_WORK INSTRUCTIONS_
Go through the data and copy each line where the word "query" shows up.

_RAW DATA_

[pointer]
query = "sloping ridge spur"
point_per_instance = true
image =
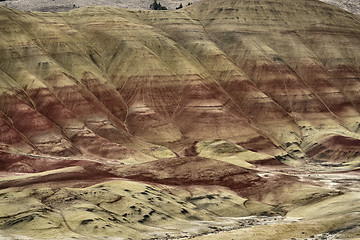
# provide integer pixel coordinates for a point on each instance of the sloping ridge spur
(213, 117)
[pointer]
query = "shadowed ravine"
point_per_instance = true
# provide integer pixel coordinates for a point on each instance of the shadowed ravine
(222, 120)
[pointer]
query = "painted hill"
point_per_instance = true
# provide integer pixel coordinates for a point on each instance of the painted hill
(221, 109)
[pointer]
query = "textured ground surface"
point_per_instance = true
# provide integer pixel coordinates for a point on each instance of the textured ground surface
(228, 118)
(352, 6)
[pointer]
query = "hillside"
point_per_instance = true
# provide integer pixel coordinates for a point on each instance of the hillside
(157, 124)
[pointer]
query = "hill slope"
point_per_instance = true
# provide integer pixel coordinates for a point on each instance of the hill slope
(230, 106)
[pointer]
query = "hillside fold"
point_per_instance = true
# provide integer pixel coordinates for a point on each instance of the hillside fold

_RESULT_
query = "sloping ridge spur"
query = "shadowed ravine"
query = "painted hill"
query = "textured ground surface"
query = "hillside"
query = "hill slope"
query = "hillside fold"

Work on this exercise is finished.